KUTIPAN TEKS:
-------
0Leh. Wdi Garibaldi
TRUST masyarakat sepenuhnya tumpah ruah kepada lembaga baru yang bernama Komisi Pemberantasan Korupsi, begitu Presiden Megawati Soekarnoputeri pada tanggal 27 Desember 2002 membubuhkan tanda tangan sebagai tanda berlakunya UU No. 32 tahun 2002.
Berdirinya KPK, dipacu akibat lembaga-lembaga Pemerintah, Kepolisian dan Kejaksaan, yang diberi kewenangan untuk memberantas tindak pidana korupsi dinilai letoy tak mampu memberantas perbuatan yang sangat merugikan keuangan negara dan perekonomian negara. Akibat merajalelanya perbuatan durjana itu, pembangunan Nasional menjadi terhambat.
Korupsi di masa Orde Lama digambarkan masih terjadi di bawah meja. Pada masa Orde Baru, korupsi itu sudah dilakukan terang-terangan. Bukan lagi di bawah meja, melainkan di atas meja. Mereka yang korupsi, tak lagi punya malu. Bahkan, siapa yang tak melakukan perbuatan pat gulipat itu, dianggap bodoh, tak mampu memanfaatkan kesempatan yang menganga. Menjelang Reformasi, perbuatan hina dina itu semakin parah. Para Koruptor tak lagi beraksi di bawah atau di atas meja, melainkan mejanya sekalian diboyong. Hal tersebut terjadi karena lembaga-lembaga Pemerintah yang ditugasi memberantas korupsi semakin memble.
Melihat kenyataan itu, kelahiran KPK disambut penuh suka cita. Lembaga baru ini diharapkan dapat menjadi trigger agar Kejaksaan dan Kepolisan bangun dari tidurnya. Kewenangan istimewa diberikan kepada lembaga baru ini. Kemacetan atau stagnasi proses pemberantasan korupsi di Kejaksaan atau Kepolisain, dapat diambil alih.
Pada tahap awal, di bawah kepemimpinan Taufiequrachman Ruki yang purnawirawan Polisi berbintang 2, KPK menjelma menjadi lembaga pemberantas korupsi yang berwibawa. Disegani dan ditakui Disiplin yang dijungjung tinggi tidak hanya menjelma ke luar lembaga, tetapi amat terasa juga secara internal.
Cerita Ajun Komisaris “S”
Komisaris “S” adalah seorang anggota Polri. Sebagai anggota Polri, ia ditugaskan di KPK. Sebagai Penyidik Fungsional KPK, sekitar bulan Maret tahun 2006, ia diterjunkan dalam pengusutan perkara pelepasan aset PT Industri Sandang Nusantara yang bermasalah. Tanah industri sandang milik negara itu dijual di bawah harga NJOP hingga merugikan keuangan negara miliaran rupiah. AKP “S” memanfaatkan situasi. Ia memeras TS, agen biro jasa yang mengatur penjualan tanah itu.
KPK sebagai lembaga pemberantas korupsi tak mau dipermalukan. Kendati orang dalam, AKP “S” tetap diproses. Akirnya ia harus meringkuk di penjara selama 8 tahun.
-------
Butir tersimpan dari sebuah koleksi:
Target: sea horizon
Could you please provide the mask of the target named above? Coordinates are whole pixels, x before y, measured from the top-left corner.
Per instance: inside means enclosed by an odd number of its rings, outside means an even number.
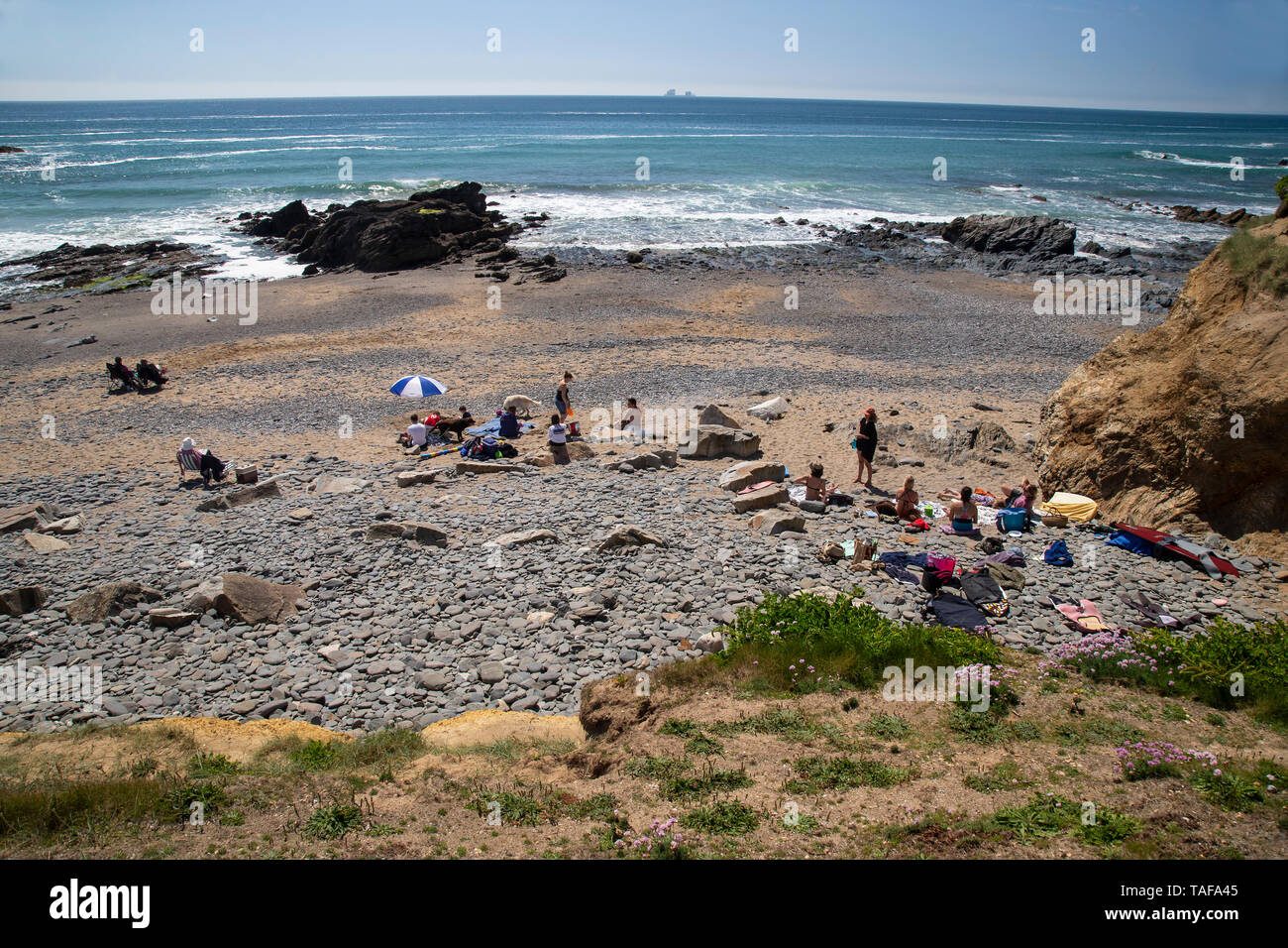
[[[0,261],[166,239],[273,279],[300,267],[231,218],[460,181],[513,219],[547,215],[519,242],[553,252],[817,242],[791,224],[972,213],[1057,217],[1079,245],[1212,241],[1226,230],[1168,208],[1273,210],[1288,119],[697,94],[50,101],[0,103],[0,144],[23,148],[0,159]]]

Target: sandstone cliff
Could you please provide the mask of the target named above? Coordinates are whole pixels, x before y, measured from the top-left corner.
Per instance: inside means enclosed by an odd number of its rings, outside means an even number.
[[[1126,333],[1065,380],[1042,409],[1043,491],[1094,497],[1106,518],[1288,549],[1285,231],[1279,213],[1236,232],[1163,325]]]

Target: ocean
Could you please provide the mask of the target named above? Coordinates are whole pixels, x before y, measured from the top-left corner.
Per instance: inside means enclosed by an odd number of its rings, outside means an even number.
[[[259,277],[299,267],[220,217],[465,179],[507,215],[550,214],[520,244],[555,250],[819,239],[779,215],[970,213],[1050,214],[1079,244],[1150,246],[1229,231],[1113,201],[1264,214],[1288,172],[1284,116],[685,95],[9,102],[0,144],[24,150],[0,155],[0,259],[164,237]]]

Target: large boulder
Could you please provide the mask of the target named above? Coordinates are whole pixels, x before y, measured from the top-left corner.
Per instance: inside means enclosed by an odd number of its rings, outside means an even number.
[[[308,226],[310,223],[313,223],[313,215],[304,206],[304,201],[291,201],[281,210],[274,210],[255,221],[247,232],[255,237],[285,237],[299,224]]]
[[[1124,333],[1051,396],[1034,446],[1048,495],[1086,494],[1108,520],[1283,549],[1288,302],[1226,254],[1239,241],[1242,258],[1282,259],[1285,231],[1276,219],[1236,233],[1194,268],[1160,326]]]
[[[18,586],[0,592],[0,613],[5,615],[26,615],[43,607],[49,593],[41,586]]]
[[[753,458],[760,454],[760,435],[723,424],[699,424],[680,445],[685,458]]]
[[[735,494],[733,498],[733,508],[738,513],[746,513],[747,511],[762,511],[769,507],[777,507],[781,503],[787,503],[787,488],[781,484],[772,484],[768,488],[761,488],[760,490],[748,490],[746,494]]]
[[[133,579],[104,583],[77,596],[67,604],[67,618],[84,626],[90,622],[103,622],[111,615],[120,615],[140,602],[156,602],[161,593]]]
[[[296,602],[304,598],[299,586],[270,583],[245,573],[224,573],[210,591],[211,604],[220,615],[249,626],[290,618]]]
[[[55,511],[46,503],[24,503],[0,509],[0,533],[39,530],[55,518]]]
[[[971,214],[944,224],[943,239],[953,246],[979,253],[1016,254],[1034,258],[1073,253],[1077,232],[1050,217]]]
[[[787,468],[777,460],[743,460],[720,475],[720,486],[725,490],[742,490],[761,481],[782,481]]]
[[[726,428],[741,428],[738,419],[719,405],[707,405],[698,415],[698,424],[723,424]]]
[[[595,551],[603,553],[620,547],[665,547],[666,544],[665,539],[648,530],[641,530],[638,526],[618,526],[595,544]]]
[[[227,494],[220,494],[219,497],[211,497],[202,500],[197,504],[197,509],[204,513],[209,513],[211,511],[231,511],[234,507],[245,507],[246,504],[255,503],[256,500],[281,495],[282,489],[278,486],[277,479],[270,477],[267,481],[238,488],[237,490],[229,490]]]

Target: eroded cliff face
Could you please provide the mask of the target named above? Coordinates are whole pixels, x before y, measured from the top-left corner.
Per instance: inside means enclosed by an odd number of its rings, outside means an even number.
[[[1280,215],[1251,235],[1288,253],[1285,231]],[[1087,494],[1108,518],[1288,551],[1288,297],[1249,289],[1217,248],[1163,325],[1065,379],[1036,454],[1047,495]]]

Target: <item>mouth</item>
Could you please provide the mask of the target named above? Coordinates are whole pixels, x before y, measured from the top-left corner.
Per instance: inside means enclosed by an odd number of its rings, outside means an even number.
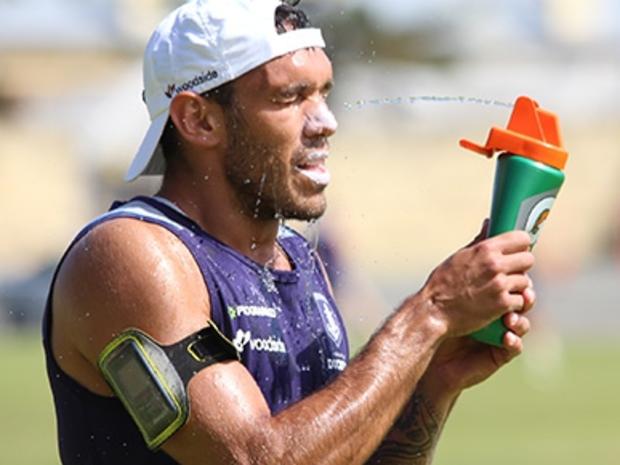
[[[325,161],[327,152],[313,152],[295,163],[295,170],[319,186],[327,186],[331,180]]]

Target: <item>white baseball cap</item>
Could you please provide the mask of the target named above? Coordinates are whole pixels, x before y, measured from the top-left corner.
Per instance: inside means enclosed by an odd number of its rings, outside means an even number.
[[[178,93],[203,93],[279,56],[325,47],[319,29],[279,34],[275,11],[282,4],[282,0],[191,0],[161,22],[144,53],[144,101],[151,126],[126,181],[164,173],[159,140]]]

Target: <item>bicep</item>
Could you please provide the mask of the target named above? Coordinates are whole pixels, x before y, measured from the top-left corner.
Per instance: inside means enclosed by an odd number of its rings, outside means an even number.
[[[78,244],[59,275],[57,334],[70,337],[89,362],[92,376],[81,368],[71,374],[96,392],[104,392],[98,388],[104,384],[99,354],[124,330],[136,328],[170,345],[208,324],[200,270],[189,251],[160,229],[133,221],[104,224]],[[190,379],[186,395],[188,420],[162,448],[183,465],[244,463],[271,419],[248,370],[238,361],[210,365]]]

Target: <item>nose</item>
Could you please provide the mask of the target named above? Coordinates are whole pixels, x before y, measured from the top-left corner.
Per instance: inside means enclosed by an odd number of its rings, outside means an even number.
[[[337,129],[336,117],[324,101],[312,105],[312,108],[306,113],[304,136],[308,138],[329,137]]]

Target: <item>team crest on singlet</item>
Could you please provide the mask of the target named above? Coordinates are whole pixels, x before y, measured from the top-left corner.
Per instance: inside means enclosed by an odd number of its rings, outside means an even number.
[[[327,335],[336,343],[336,345],[340,345],[342,342],[342,329],[338,323],[336,312],[323,294],[315,292],[312,294],[312,297],[314,298],[314,301],[319,309],[319,314],[321,315],[321,319],[325,325]]]

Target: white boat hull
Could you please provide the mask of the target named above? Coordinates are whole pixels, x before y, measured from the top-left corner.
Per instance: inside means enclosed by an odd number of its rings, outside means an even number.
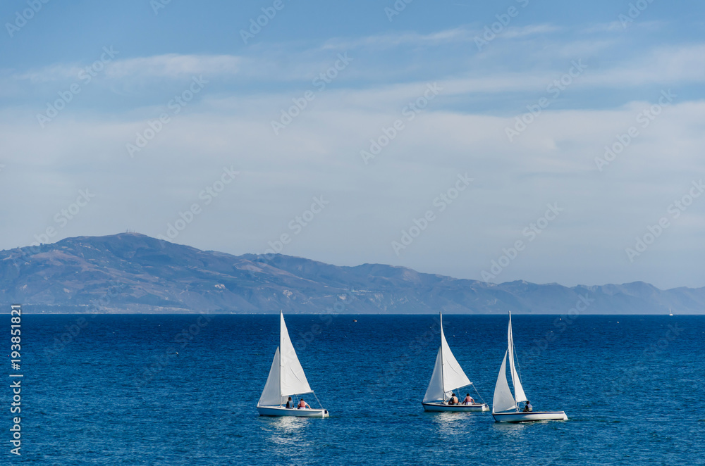
[[[326,409],[297,409],[281,406],[257,406],[260,416],[291,416],[295,417],[328,417]]]
[[[465,411],[489,411],[489,406],[484,403],[475,403],[472,405],[446,405],[443,403],[422,403],[427,411],[450,411],[463,413]]]
[[[533,421],[567,421],[563,411],[532,411],[532,413],[493,413],[496,422],[532,422]]]

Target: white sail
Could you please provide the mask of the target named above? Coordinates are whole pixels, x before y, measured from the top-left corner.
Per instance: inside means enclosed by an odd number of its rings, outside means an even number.
[[[441,359],[441,348],[439,348],[438,354],[436,355],[436,365],[434,366],[434,373],[431,376],[429,388],[426,389],[426,394],[424,396],[424,403],[443,399],[443,360]]]
[[[499,375],[497,376],[497,384],[494,386],[494,396],[492,398],[492,413],[501,413],[515,410],[517,403],[512,396],[512,391],[509,389],[509,384],[507,383],[507,353],[504,352],[504,358],[502,359],[502,367],[499,369]]]
[[[450,395],[455,389],[470,384],[467,376],[462,372],[462,367],[453,355],[450,348],[446,341],[443,332],[443,316],[441,317],[441,353],[443,355],[443,389],[446,395]]]
[[[280,393],[282,397],[299,393],[309,393],[313,390],[306,380],[303,367],[296,356],[294,346],[289,339],[289,332],[284,323],[284,315],[279,313],[279,348],[281,351],[280,361]]]
[[[281,393],[279,392],[279,348],[274,353],[274,360],[271,362],[269,376],[264,384],[264,389],[259,397],[257,406],[278,406],[281,403]]]
[[[429,382],[429,388],[424,396],[424,403],[436,400],[446,401],[451,393],[461,386],[470,385],[472,382],[462,372],[455,357],[453,355],[450,347],[446,341],[443,332],[443,314],[441,314],[441,346],[436,355],[436,365]]]
[[[519,373],[517,372],[516,367],[514,367],[514,338],[512,336],[512,313],[509,313],[509,329],[507,331],[508,352],[509,353],[509,372],[511,374],[512,385],[514,386],[514,395],[517,403],[523,403],[527,401],[527,396],[524,393],[524,388],[522,386],[522,381],[519,378]]]

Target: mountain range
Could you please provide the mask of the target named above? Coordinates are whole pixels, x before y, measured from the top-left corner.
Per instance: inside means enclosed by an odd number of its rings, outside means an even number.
-------
YANG DIKERJAKAN: Menurut teks tentang KPK, siapa yang memimpin KPK pada tahap awal?

JAWABAN: Taufiequrachman Ruki, seorang purnawirawan Polisi berbintang 2.